**INSTRUCTIONS FOR THE TASK**
Write out every one of the rows below word for word, keeping their order.

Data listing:
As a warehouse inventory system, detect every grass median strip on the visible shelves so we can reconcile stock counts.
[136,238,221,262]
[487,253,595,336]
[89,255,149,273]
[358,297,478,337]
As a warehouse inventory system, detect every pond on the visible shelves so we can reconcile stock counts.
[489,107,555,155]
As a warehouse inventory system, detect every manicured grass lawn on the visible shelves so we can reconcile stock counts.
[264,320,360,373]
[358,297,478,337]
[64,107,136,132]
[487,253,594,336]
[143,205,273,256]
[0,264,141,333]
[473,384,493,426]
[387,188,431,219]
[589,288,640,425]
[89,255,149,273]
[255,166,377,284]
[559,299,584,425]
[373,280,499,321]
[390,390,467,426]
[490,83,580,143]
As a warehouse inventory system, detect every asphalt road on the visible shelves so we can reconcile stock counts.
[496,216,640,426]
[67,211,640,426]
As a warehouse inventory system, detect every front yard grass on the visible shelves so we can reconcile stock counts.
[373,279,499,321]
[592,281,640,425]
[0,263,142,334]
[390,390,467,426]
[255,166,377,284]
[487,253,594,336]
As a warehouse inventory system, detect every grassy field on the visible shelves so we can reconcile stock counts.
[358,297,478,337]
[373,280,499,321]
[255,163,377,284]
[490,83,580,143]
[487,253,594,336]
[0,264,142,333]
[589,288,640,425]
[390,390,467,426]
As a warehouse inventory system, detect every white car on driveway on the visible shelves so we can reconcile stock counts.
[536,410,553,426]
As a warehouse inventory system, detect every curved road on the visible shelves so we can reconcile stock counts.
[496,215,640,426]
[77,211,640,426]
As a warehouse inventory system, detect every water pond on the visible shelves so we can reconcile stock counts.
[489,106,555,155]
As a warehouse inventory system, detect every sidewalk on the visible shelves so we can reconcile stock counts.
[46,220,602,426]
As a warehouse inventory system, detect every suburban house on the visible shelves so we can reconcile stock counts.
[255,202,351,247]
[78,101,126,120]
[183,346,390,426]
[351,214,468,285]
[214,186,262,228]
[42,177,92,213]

**TASK ANSWER**
As a warehouse inventory system, detect every grass median strip on the visible shelves so we can reconcile stock counts.
[136,238,221,262]
[487,253,595,336]
[89,255,149,273]
[358,297,478,337]
As a warehouse inventory system, detect every pond on the visible shelves so we can reconcile stock counts.
[489,107,555,155]
As a warehouse inventory system, detect every manicured grass lawn on the visible shelves so we can reconcile stock counts.
[264,320,360,373]
[358,297,478,337]
[64,107,136,132]
[487,253,594,336]
[143,205,273,256]
[0,264,141,333]
[473,384,493,426]
[387,188,431,219]
[589,288,640,425]
[89,255,149,273]
[255,166,377,284]
[559,299,584,425]
[373,280,499,321]
[390,390,467,426]
[490,83,580,143]
As a warehouse inventory system, detect every asphalt road on the visible shelves so we can reconcile stock counts.
[496,216,640,426]
[67,211,640,426]
As a warehouse inventory system, detect every front yard grass on the visible shelves so we can reconcile stock counts.
[373,279,499,321]
[592,281,640,425]
[0,263,142,334]
[390,390,467,426]
[255,166,377,284]
[487,253,594,336]
As a warehouse inventory system, detect every grassy field on the visible shelves so we can reconcile stock counts.
[358,297,478,337]
[373,280,499,321]
[255,163,377,284]
[490,83,580,143]
[487,253,594,336]
[0,264,142,333]
[589,288,640,425]
[390,390,467,426]
As a warehouse inventory system, detect every white car on driveway on the visible shelves so we can reconcile stock counts.
[536,410,553,426]
As a warehouse inventory system, detect every curved road on the visible shelves so we can reconcile stock counts.
[496,215,640,426]
[77,211,640,426]
As a warehouse inventory system, detect every water pond on the visible shelves so we can reconcile stock counts.
[489,106,555,155]
As a warehouse inventory system, detect every sidewalk on the visible shelves so we can reconcile stock counts.
[46,220,602,426]
As a warehouse inventory system, detect every suburban house on the visible shelves so we can reconcile stock counts.
[255,202,351,247]
[78,101,126,120]
[183,346,390,426]
[351,214,468,285]
[214,186,262,228]
[42,177,92,213]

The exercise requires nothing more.